## Text passage
On the outbreak of the Second World War, Morrison became part of No. 75 Squadron, established around those RNZAF personnel. He went on fly operationally with the squadron until his return to New Zealand in 1940, take up a position as an instructor. A navigation specialist, he taught at the School of General Reconnaissance and was highly regarded for his work. He was promoted to squadron leader in February 1942 and six months later was appointed commander of No. 8 Squadron, which flew Vickers Vildebeests. Early the following year, the RNZAF established the No. 1 (Islands) Group to co-ordinate the administration of the increasing numbers of units being sent to the Pacific theatre of operations to participate in the Solomons campaign. Based at Santo in Vanuatu, it was led by Air Commodore Sidney Wallingford with Morrison joining in April as his senior air staff officer.

Morrison was later promoted wing commander and appointed to command of No. 3 Squadron, which operated Lockheed Ventura light bombers. He served in this capacity from February 1944 to June 1945. During this time, the squadron saw service at Santo, Guadalcanal, Bougainville, and Emirau before finishing its war at Green Island.

==Post-war career==
Morrison was appointed an Officer of the Order of the British Empire in the 1946 War Honours, in recognition of his war service in the Pacific. He served in a number of staff roles in the postwar period; from June 1946, he was an honorary aide-de-camp to Lieutenant General Bernard Freyberg, the Governor-General of New Zealand, for nearly a year, in 1947, he was based at the Air Department in Wellington as Director of Organisation and Staff Duties, and then served as chairman of the planning executive.

In 1950, Morrison went to the United Kingdom to attend the Joint Services Staff College followed by a two-year period of exchange duty with the RAF. He then commanded Ohakea air base for a time. In 1953, he was awarded the Queen Elizabeth II Coronation Medal.

## Set of tasks
a) Please list every place where No. 3 Squadron saw service, according to the passage on Morrison's career.
b) Transcribe the passage on Morrison's career between "Morrison was later" and "the planning executive.", inclusive.

## Records provided
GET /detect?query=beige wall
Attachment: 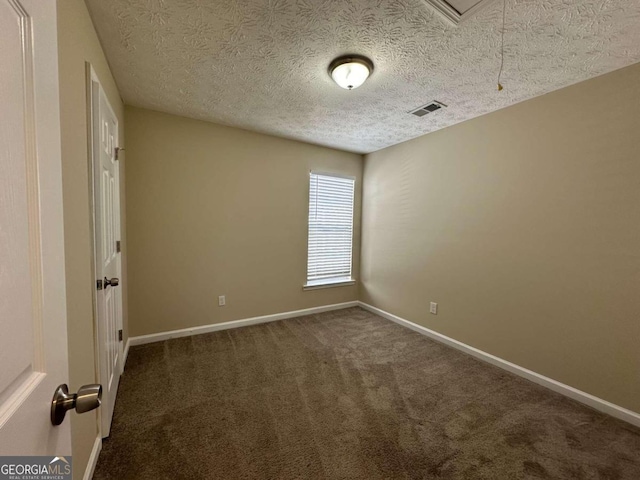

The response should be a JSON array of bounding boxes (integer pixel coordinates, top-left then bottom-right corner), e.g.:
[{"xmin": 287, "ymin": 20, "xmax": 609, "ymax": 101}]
[
  {"xmin": 57, "ymin": 0, "xmax": 127, "ymax": 478},
  {"xmin": 361, "ymin": 65, "xmax": 640, "ymax": 412},
  {"xmin": 125, "ymin": 107, "xmax": 362, "ymax": 336}
]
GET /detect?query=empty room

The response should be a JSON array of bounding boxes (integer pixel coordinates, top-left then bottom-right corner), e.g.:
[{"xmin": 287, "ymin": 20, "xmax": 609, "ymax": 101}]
[{"xmin": 0, "ymin": 0, "xmax": 640, "ymax": 480}]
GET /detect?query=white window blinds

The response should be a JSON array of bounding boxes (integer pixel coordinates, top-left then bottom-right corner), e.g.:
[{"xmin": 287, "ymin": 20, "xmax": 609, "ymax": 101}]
[{"xmin": 307, "ymin": 172, "xmax": 355, "ymax": 286}]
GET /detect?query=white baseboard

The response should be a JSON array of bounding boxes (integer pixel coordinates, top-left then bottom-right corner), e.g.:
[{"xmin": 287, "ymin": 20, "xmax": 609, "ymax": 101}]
[
  {"xmin": 358, "ymin": 302, "xmax": 640, "ymax": 427},
  {"xmin": 82, "ymin": 435, "xmax": 102, "ymax": 480},
  {"xmin": 129, "ymin": 301, "xmax": 359, "ymax": 346}
]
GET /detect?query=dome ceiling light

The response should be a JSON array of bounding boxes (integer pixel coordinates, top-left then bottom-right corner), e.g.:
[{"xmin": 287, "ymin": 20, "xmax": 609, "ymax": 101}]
[{"xmin": 329, "ymin": 55, "xmax": 373, "ymax": 90}]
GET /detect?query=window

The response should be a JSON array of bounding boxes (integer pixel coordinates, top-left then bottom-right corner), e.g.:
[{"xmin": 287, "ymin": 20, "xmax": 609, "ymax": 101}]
[{"xmin": 305, "ymin": 172, "xmax": 355, "ymax": 288}]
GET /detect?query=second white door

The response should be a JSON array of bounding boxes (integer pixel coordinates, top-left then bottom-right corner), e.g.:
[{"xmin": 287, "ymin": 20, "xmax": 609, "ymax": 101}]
[{"xmin": 90, "ymin": 70, "xmax": 124, "ymax": 437}]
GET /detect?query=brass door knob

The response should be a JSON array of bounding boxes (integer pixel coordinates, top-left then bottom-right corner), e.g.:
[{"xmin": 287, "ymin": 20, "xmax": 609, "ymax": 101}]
[{"xmin": 51, "ymin": 383, "xmax": 102, "ymax": 425}]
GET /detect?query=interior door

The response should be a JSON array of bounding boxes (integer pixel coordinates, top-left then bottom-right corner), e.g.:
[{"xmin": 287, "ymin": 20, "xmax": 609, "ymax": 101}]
[
  {"xmin": 0, "ymin": 0, "xmax": 71, "ymax": 456},
  {"xmin": 91, "ymin": 76, "xmax": 124, "ymax": 437}
]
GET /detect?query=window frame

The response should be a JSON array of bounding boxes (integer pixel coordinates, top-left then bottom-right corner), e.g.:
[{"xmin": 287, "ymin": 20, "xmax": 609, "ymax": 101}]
[{"xmin": 302, "ymin": 170, "xmax": 357, "ymax": 290}]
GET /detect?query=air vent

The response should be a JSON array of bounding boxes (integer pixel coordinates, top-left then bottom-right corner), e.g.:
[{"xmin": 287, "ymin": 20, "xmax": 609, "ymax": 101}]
[
  {"xmin": 424, "ymin": 0, "xmax": 495, "ymax": 26},
  {"xmin": 409, "ymin": 101, "xmax": 446, "ymax": 117}
]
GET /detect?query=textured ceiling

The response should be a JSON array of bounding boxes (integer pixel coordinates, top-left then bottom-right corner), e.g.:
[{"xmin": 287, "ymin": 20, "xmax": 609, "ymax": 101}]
[{"xmin": 86, "ymin": 0, "xmax": 640, "ymax": 153}]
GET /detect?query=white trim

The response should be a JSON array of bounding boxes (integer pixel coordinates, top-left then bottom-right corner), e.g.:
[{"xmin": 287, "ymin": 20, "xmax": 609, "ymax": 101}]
[
  {"xmin": 122, "ymin": 338, "xmax": 131, "ymax": 371},
  {"xmin": 127, "ymin": 300, "xmax": 359, "ymax": 346},
  {"xmin": 82, "ymin": 435, "xmax": 102, "ymax": 480},
  {"xmin": 358, "ymin": 302, "xmax": 640, "ymax": 427}
]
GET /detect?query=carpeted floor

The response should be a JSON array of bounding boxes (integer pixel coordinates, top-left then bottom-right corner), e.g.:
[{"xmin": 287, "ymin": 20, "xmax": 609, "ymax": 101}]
[{"xmin": 94, "ymin": 308, "xmax": 640, "ymax": 480}]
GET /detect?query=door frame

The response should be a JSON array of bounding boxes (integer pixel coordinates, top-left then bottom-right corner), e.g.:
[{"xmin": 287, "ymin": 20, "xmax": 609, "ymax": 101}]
[{"xmin": 85, "ymin": 62, "xmax": 124, "ymax": 438}]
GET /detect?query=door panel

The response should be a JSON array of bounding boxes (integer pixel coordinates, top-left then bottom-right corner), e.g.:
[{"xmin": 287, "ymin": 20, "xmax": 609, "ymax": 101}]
[
  {"xmin": 91, "ymin": 76, "xmax": 124, "ymax": 437},
  {"xmin": 0, "ymin": 0, "xmax": 71, "ymax": 455}
]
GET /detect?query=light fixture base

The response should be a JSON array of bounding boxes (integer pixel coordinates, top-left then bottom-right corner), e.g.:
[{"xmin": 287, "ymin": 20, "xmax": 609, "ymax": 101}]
[{"xmin": 328, "ymin": 54, "xmax": 373, "ymax": 90}]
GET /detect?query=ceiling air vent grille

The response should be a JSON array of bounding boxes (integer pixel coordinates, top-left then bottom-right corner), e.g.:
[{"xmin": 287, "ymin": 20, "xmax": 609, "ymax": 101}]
[
  {"xmin": 409, "ymin": 101, "xmax": 446, "ymax": 117},
  {"xmin": 424, "ymin": 0, "xmax": 495, "ymax": 26}
]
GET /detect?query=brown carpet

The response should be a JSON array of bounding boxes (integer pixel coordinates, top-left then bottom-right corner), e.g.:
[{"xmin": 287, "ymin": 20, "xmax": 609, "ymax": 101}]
[{"xmin": 94, "ymin": 308, "xmax": 640, "ymax": 480}]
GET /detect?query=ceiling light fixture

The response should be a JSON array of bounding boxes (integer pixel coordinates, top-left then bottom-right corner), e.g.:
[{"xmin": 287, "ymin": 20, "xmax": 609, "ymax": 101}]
[{"xmin": 329, "ymin": 55, "xmax": 373, "ymax": 90}]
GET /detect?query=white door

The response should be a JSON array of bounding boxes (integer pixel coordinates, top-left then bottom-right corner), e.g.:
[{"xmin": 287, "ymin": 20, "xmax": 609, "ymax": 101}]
[
  {"xmin": 90, "ymin": 70, "xmax": 124, "ymax": 437},
  {"xmin": 0, "ymin": 0, "xmax": 71, "ymax": 456}
]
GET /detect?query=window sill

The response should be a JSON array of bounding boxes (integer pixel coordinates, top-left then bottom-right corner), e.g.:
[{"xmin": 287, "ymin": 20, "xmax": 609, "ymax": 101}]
[{"xmin": 302, "ymin": 278, "xmax": 356, "ymax": 290}]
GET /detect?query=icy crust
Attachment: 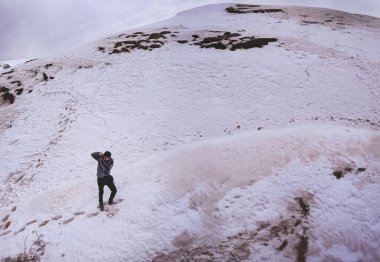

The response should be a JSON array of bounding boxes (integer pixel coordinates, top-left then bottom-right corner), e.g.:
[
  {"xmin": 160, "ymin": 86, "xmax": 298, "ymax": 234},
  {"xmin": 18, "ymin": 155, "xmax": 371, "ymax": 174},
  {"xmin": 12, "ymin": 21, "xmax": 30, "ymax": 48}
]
[
  {"xmin": 0, "ymin": 5, "xmax": 380, "ymax": 261},
  {"xmin": 0, "ymin": 125, "xmax": 380, "ymax": 261}
]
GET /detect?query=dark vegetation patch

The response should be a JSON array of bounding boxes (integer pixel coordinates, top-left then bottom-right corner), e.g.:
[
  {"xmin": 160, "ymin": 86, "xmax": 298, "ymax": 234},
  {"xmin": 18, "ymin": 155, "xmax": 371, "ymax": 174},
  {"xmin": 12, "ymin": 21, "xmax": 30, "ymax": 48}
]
[
  {"xmin": 102, "ymin": 31, "xmax": 171, "ymax": 54},
  {"xmin": 193, "ymin": 32, "xmax": 278, "ymax": 51},
  {"xmin": 1, "ymin": 69, "xmax": 15, "ymax": 75},
  {"xmin": 16, "ymin": 88, "xmax": 24, "ymax": 96},
  {"xmin": 333, "ymin": 166, "xmax": 366, "ymax": 179},
  {"xmin": 11, "ymin": 80, "xmax": 22, "ymax": 86},
  {"xmin": 333, "ymin": 170, "xmax": 343, "ymax": 179},
  {"xmin": 0, "ymin": 86, "xmax": 9, "ymax": 93},
  {"xmin": 0, "ymin": 235, "xmax": 47, "ymax": 262},
  {"xmin": 1, "ymin": 92, "xmax": 15, "ymax": 104},
  {"xmin": 225, "ymin": 4, "xmax": 284, "ymax": 14},
  {"xmin": 296, "ymin": 236, "xmax": 309, "ymax": 262},
  {"xmin": 152, "ymin": 194, "xmax": 310, "ymax": 262},
  {"xmin": 295, "ymin": 197, "xmax": 310, "ymax": 217},
  {"xmin": 42, "ymin": 72, "xmax": 49, "ymax": 81}
]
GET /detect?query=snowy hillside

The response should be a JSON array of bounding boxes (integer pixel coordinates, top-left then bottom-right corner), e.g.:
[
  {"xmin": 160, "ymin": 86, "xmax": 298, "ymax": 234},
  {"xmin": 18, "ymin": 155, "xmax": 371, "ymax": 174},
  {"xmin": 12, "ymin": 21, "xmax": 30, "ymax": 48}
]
[{"xmin": 0, "ymin": 4, "xmax": 380, "ymax": 262}]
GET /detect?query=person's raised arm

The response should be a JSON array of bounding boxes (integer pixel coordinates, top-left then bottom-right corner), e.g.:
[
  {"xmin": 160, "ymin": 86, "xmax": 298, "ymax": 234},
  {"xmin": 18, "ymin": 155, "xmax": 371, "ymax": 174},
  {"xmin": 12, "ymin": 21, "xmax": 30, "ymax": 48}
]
[{"xmin": 91, "ymin": 152, "xmax": 102, "ymax": 160}]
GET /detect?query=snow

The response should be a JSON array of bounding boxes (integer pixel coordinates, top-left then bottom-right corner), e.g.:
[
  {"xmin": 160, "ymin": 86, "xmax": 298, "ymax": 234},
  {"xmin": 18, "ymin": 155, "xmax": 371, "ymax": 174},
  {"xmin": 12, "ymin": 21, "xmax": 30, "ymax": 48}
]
[{"xmin": 0, "ymin": 4, "xmax": 380, "ymax": 261}]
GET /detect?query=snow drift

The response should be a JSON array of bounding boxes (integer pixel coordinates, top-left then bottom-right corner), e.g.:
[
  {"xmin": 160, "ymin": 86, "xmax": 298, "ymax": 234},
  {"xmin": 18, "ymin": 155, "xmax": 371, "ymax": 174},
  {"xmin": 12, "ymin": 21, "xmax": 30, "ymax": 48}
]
[{"xmin": 0, "ymin": 4, "xmax": 380, "ymax": 262}]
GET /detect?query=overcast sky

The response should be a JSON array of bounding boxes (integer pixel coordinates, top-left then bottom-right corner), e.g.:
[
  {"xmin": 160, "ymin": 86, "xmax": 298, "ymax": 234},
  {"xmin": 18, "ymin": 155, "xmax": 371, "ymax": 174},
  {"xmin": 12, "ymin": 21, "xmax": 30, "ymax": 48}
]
[{"xmin": 0, "ymin": 0, "xmax": 380, "ymax": 61}]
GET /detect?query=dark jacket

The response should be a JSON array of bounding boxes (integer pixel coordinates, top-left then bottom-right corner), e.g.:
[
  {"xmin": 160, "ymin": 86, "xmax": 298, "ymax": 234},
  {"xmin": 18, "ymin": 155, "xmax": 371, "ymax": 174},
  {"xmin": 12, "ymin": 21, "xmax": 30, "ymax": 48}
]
[{"xmin": 91, "ymin": 152, "xmax": 113, "ymax": 178}]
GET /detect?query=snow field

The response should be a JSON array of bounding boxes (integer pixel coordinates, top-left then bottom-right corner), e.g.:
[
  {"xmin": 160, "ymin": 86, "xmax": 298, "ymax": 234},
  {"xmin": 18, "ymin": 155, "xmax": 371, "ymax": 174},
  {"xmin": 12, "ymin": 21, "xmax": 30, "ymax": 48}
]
[{"xmin": 0, "ymin": 2, "xmax": 380, "ymax": 261}]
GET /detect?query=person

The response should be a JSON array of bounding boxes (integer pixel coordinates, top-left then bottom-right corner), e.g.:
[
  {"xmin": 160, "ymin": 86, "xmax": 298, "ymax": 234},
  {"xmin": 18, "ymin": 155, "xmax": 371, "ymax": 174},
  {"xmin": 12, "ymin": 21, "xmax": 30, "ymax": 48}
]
[{"xmin": 91, "ymin": 151, "xmax": 117, "ymax": 210}]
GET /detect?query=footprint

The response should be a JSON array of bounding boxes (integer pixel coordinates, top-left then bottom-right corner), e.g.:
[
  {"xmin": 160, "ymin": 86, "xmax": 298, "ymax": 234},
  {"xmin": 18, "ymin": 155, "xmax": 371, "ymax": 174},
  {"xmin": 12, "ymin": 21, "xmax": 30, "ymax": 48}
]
[
  {"xmin": 25, "ymin": 219, "xmax": 37, "ymax": 226},
  {"xmin": 1, "ymin": 214, "xmax": 10, "ymax": 222},
  {"xmin": 87, "ymin": 212, "xmax": 99, "ymax": 217},
  {"xmin": 0, "ymin": 230, "xmax": 12, "ymax": 236},
  {"xmin": 4, "ymin": 221, "xmax": 11, "ymax": 230},
  {"xmin": 15, "ymin": 226, "xmax": 26, "ymax": 235},
  {"xmin": 62, "ymin": 217, "xmax": 74, "ymax": 224},
  {"xmin": 38, "ymin": 219, "xmax": 49, "ymax": 227}
]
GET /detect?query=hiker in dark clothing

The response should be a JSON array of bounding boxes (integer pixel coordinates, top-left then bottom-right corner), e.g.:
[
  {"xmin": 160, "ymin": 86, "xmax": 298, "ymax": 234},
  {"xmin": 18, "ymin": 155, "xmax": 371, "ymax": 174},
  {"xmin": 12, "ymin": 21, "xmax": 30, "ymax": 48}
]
[{"xmin": 91, "ymin": 151, "xmax": 117, "ymax": 209}]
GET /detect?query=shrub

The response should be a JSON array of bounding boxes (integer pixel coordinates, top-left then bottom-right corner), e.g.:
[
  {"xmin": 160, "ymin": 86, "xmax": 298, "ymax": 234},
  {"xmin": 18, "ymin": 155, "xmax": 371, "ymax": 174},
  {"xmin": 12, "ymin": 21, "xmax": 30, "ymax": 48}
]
[
  {"xmin": 42, "ymin": 72, "xmax": 49, "ymax": 81},
  {"xmin": 1, "ymin": 235, "xmax": 47, "ymax": 262},
  {"xmin": 0, "ymin": 86, "xmax": 9, "ymax": 93}
]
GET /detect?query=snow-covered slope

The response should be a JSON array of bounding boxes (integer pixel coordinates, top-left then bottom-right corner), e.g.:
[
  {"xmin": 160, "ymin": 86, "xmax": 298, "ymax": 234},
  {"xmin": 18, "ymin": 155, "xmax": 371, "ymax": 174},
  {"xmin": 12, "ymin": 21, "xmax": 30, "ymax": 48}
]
[{"xmin": 0, "ymin": 4, "xmax": 380, "ymax": 261}]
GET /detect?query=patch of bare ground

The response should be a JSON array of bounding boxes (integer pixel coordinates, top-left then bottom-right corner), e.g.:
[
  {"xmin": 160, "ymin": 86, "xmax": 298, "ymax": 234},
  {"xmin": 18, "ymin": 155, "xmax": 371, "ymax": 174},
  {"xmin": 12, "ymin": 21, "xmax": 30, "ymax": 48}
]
[
  {"xmin": 0, "ymin": 235, "xmax": 47, "ymax": 262},
  {"xmin": 225, "ymin": 4, "xmax": 284, "ymax": 14},
  {"xmin": 152, "ymin": 192, "xmax": 313, "ymax": 262},
  {"xmin": 98, "ymin": 31, "xmax": 171, "ymax": 54},
  {"xmin": 192, "ymin": 32, "xmax": 278, "ymax": 51}
]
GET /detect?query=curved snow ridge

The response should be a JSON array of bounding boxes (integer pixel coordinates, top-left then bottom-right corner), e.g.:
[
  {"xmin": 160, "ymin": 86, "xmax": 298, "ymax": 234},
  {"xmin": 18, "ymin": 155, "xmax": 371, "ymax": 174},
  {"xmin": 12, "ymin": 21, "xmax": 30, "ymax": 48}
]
[
  {"xmin": 125, "ymin": 125, "xmax": 380, "ymax": 198},
  {"xmin": 121, "ymin": 125, "xmax": 380, "ymax": 261},
  {"xmin": 0, "ymin": 125, "xmax": 380, "ymax": 261}
]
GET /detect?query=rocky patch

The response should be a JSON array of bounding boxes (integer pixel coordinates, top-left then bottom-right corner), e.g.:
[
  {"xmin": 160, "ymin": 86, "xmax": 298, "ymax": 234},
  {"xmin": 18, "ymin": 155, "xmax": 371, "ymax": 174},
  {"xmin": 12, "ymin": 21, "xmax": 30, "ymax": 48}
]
[
  {"xmin": 193, "ymin": 32, "xmax": 278, "ymax": 51},
  {"xmin": 152, "ymin": 195, "xmax": 312, "ymax": 262},
  {"xmin": 225, "ymin": 4, "xmax": 284, "ymax": 14},
  {"xmin": 98, "ymin": 31, "xmax": 172, "ymax": 54}
]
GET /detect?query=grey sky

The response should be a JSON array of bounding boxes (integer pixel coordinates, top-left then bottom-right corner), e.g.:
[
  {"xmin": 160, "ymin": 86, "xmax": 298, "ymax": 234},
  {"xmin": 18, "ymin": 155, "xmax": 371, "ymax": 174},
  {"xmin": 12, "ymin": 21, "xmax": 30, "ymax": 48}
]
[{"xmin": 0, "ymin": 0, "xmax": 380, "ymax": 61}]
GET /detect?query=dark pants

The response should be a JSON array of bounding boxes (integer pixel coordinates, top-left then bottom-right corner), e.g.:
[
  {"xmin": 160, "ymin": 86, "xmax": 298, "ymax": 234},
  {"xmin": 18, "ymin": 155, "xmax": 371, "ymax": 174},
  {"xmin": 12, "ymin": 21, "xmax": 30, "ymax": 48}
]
[{"xmin": 98, "ymin": 176, "xmax": 117, "ymax": 205}]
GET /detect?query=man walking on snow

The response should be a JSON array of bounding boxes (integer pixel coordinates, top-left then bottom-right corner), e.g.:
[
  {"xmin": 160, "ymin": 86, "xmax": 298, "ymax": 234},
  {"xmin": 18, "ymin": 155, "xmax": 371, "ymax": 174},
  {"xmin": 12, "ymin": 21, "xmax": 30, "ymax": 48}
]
[{"xmin": 91, "ymin": 151, "xmax": 117, "ymax": 210}]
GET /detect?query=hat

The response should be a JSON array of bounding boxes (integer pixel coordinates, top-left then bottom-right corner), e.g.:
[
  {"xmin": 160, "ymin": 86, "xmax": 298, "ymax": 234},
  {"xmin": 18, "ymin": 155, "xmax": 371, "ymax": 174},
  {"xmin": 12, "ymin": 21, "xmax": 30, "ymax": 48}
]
[{"xmin": 103, "ymin": 151, "xmax": 111, "ymax": 157}]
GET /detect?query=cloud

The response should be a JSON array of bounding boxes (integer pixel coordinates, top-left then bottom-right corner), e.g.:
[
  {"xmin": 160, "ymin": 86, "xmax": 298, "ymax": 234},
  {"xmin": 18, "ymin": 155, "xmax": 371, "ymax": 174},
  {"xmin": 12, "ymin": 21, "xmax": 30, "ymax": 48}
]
[{"xmin": 0, "ymin": 0, "xmax": 380, "ymax": 61}]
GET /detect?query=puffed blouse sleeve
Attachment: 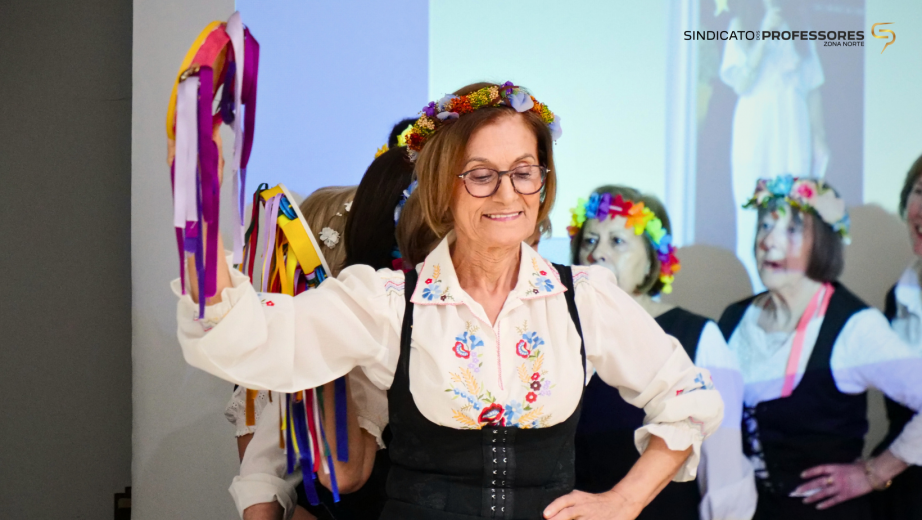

## Exercise answers
a) Santo, Guadalcanal, Bougainville, Emirau, Green Island

b)
Morrison was later promoted wing commander and appointed to command of No. 3 Squadron, which operated Lockheed Ventura light bombers. He served in this capacity from February 1944 to June 1945. During this time, the squadron saw service at Santo, Guadalcanal, Bougainville, and Emirau before finishing its war at Green Island.

==Post-war career==
Morrison was appointed an Officer of the Order of the British Empire in the 1946 War Honours, in recognition of his war service in the Pacific. He served in a number of staff roles in the postwar period; from June 1946, he was an honorary aide-de-camp to Lieutenant General Bernard Freyberg, the Governor-General of New Zealand, for nearly a year, in 1947, he was based at the Air Department in Wellington as Director of Organisation and Staff Duties, and then served as chairman of the planning executive.